Return the data in full, exactly as it was written.

▸ **Data under study**
--

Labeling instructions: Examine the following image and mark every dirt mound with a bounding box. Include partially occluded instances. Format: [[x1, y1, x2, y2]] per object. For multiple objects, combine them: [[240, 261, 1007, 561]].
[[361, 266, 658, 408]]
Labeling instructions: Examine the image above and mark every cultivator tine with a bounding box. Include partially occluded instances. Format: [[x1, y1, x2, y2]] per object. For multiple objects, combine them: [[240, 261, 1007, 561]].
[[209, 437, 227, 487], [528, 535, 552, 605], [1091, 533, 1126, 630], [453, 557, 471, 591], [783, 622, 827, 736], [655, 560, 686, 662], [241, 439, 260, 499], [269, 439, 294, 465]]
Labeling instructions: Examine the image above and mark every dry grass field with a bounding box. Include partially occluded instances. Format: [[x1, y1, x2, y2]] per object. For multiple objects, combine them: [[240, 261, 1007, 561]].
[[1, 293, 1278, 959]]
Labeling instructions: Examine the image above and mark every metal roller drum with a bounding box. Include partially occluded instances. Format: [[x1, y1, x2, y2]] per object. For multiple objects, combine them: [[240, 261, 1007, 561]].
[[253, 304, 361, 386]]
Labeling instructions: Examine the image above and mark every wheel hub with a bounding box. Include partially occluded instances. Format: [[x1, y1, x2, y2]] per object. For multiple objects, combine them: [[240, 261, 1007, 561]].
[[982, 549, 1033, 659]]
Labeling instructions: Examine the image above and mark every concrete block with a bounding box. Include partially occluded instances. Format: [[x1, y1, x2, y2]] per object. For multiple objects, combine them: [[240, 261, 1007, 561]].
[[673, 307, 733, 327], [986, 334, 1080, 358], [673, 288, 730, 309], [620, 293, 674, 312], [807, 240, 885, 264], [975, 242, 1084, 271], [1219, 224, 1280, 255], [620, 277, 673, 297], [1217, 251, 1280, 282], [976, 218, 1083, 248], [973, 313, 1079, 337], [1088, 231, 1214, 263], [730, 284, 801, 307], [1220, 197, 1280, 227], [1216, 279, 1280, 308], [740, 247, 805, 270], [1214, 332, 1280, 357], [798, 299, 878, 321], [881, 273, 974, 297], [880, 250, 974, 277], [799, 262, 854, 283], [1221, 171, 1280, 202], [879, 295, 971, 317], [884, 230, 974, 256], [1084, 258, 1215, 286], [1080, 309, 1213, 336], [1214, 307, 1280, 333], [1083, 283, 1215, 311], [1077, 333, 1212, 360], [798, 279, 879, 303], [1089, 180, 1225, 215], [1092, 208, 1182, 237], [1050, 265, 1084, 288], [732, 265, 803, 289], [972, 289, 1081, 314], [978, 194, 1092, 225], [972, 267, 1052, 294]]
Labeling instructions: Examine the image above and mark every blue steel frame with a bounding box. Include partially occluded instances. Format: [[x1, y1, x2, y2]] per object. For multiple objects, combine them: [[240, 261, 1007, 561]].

--

▸ **Output of the exercise**
Labeling instructions: Examine the following image and mark every dirt mound with a bounding box. Include partially occluded instances. Format: [[x1, y1, x2, y2]] per object. For multiple objects, combine them: [[240, 261, 1007, 561]].
[[361, 266, 658, 408]]
Labeling instructions: Examine the image above and mark every cultivator tine with a bounding box. Include partially occluded instances. Format: [[x1, y1, x2, y2]] per object. For multiple objects, combine them: [[240, 261, 1007, 561]].
[[209, 437, 227, 487], [528, 535, 552, 605], [1091, 533, 1126, 630], [453, 557, 471, 591], [783, 622, 827, 736], [655, 560, 686, 662], [241, 439, 260, 499], [269, 439, 294, 465]]
Labeling instructions: Examine the image above and mark every dry grass field with a bounding box. Include partially occluded instances. Format: [[x1, y1, x2, y2]] per object. For multiple objects, combine them: [[240, 261, 1007, 561]].
[[1, 293, 1278, 959]]
Labeling instructions: Examine the image above and mark every metal roller drum with a bounding box. Include partially occluded instances. Format: [[x1, y1, x2, y2]] per object. For multiple objects, combine them: [[240, 261, 1007, 561]].
[[253, 304, 361, 386]]
Labeling instructions: Examine the image above and mark every wheel hub with a bounding box. Include partially occluded instances. Format: [[x1, y1, x2, y2]] per object. For multiple objects, combine them: [[240, 261, 1007, 561]].
[[982, 549, 1033, 659]]
Labeling instructions: Examine the image above and mark every concrete block with a bounding box. Include partially occluded instances. Format: [[x1, y1, x2, y2]] per object. For multiple objects, combine them: [[240, 261, 1007, 561]].
[[673, 307, 733, 327], [986, 334, 1080, 358], [673, 288, 730, 309], [620, 293, 674, 312], [807, 240, 885, 264], [975, 242, 1084, 271], [1219, 224, 1280, 255], [620, 277, 673, 297], [1217, 251, 1280, 282], [976, 218, 1083, 248], [973, 313, 1079, 337], [1088, 231, 1214, 263], [730, 284, 801, 307], [1220, 197, 1280, 227], [1216, 279, 1280, 308], [740, 247, 805, 270], [1214, 332, 1280, 357], [798, 299, 878, 321], [881, 273, 974, 297], [880, 250, 974, 277], [799, 262, 854, 283], [1221, 171, 1280, 202], [879, 295, 971, 317], [884, 230, 974, 256], [1084, 258, 1215, 286], [1080, 309, 1213, 336], [1214, 307, 1280, 333], [1083, 283, 1215, 311], [1077, 333, 1212, 360], [798, 279, 879, 303], [1089, 180, 1225, 215], [1092, 208, 1182, 237], [1050, 265, 1084, 288], [732, 265, 803, 289], [972, 289, 1081, 314], [978, 194, 1092, 225], [972, 267, 1052, 294]]
Labeling instructions: Examine the image above and mark every blue steel frame with a bounding box. Include partially occluded instances. Format: [[x1, y1, x2, y2]] per object. For multiple objects, combine them: [[240, 261, 1007, 561]].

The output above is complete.